» Exercise requirements
List every line of the material that contains the string "window".
::: Input data :::
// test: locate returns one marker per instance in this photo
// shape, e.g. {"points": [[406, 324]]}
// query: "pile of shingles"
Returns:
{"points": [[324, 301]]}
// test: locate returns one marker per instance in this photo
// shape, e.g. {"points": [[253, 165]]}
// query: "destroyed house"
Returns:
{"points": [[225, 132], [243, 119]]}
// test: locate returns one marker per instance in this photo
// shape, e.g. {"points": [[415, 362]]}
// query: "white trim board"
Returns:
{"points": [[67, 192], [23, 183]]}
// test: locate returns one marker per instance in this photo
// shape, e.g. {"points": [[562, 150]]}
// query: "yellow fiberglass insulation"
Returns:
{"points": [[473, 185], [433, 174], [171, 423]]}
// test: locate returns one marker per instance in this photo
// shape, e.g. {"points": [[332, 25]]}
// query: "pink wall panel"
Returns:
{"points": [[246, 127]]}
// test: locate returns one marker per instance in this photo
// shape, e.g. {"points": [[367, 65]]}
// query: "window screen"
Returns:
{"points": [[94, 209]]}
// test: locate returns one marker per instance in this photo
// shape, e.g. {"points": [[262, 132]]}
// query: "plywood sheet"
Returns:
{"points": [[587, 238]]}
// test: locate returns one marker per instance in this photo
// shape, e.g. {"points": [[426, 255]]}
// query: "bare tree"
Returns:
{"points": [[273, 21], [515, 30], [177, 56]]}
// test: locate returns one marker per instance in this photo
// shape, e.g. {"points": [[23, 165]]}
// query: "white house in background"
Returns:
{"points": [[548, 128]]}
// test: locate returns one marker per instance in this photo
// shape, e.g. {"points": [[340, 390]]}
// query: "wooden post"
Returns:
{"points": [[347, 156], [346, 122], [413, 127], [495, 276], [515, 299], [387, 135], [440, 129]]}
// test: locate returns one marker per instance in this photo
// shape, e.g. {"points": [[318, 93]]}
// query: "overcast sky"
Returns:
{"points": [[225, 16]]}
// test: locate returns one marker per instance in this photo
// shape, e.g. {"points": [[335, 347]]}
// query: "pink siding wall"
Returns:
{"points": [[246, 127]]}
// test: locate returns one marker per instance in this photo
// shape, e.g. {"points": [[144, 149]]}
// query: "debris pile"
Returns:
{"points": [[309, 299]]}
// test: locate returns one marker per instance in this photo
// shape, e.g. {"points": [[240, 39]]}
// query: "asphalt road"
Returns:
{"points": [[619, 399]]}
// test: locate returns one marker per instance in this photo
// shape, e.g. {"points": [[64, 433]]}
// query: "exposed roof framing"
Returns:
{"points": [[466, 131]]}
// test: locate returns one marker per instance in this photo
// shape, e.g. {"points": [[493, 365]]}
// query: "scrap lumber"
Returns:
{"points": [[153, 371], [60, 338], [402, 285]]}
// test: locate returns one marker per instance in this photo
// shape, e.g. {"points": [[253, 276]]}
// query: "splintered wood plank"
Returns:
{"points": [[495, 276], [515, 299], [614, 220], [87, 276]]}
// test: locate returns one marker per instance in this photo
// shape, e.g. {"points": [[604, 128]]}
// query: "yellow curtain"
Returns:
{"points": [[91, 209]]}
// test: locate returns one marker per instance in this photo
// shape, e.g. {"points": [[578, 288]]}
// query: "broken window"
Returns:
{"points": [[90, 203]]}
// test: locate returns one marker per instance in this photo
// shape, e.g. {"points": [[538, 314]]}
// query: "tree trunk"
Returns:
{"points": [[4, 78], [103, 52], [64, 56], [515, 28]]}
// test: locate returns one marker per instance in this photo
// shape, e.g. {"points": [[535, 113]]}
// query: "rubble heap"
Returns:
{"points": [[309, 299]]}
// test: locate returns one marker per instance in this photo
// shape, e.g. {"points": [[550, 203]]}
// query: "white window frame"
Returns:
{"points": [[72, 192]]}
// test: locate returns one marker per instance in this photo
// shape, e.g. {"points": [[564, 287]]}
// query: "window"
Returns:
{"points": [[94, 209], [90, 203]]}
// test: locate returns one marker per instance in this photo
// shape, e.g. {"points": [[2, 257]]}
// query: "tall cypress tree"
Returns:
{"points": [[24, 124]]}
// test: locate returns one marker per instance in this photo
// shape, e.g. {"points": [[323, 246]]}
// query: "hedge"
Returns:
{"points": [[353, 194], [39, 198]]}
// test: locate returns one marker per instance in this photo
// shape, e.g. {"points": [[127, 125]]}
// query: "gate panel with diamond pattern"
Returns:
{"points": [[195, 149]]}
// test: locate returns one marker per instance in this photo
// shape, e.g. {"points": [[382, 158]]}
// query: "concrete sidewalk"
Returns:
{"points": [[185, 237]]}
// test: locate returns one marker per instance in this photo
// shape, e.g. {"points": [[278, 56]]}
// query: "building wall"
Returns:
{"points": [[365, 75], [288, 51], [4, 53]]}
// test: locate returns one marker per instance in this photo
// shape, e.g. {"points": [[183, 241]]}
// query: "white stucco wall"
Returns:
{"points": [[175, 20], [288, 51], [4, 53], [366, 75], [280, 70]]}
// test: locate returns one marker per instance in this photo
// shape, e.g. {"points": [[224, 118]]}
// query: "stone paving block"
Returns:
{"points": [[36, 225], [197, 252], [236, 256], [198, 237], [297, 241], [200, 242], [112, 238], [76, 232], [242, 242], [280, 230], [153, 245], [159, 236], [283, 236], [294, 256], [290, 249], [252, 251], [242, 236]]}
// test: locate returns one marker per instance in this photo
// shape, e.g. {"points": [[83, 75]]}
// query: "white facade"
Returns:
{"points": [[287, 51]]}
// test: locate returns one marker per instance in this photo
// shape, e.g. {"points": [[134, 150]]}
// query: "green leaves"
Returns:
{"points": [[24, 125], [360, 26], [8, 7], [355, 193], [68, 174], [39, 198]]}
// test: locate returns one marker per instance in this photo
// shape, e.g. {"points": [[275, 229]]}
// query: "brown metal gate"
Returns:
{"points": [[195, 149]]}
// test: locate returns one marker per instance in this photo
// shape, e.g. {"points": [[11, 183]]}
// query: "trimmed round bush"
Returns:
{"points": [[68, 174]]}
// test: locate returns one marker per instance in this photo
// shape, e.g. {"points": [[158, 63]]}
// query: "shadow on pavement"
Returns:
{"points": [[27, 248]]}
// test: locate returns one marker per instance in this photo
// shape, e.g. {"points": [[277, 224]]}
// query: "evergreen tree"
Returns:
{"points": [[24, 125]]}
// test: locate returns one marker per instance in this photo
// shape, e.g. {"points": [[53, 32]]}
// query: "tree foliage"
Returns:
:::
» Answer to this problem
// query: "window screen"
// query: "broken window"
// query: "white window frame"
// query: "window"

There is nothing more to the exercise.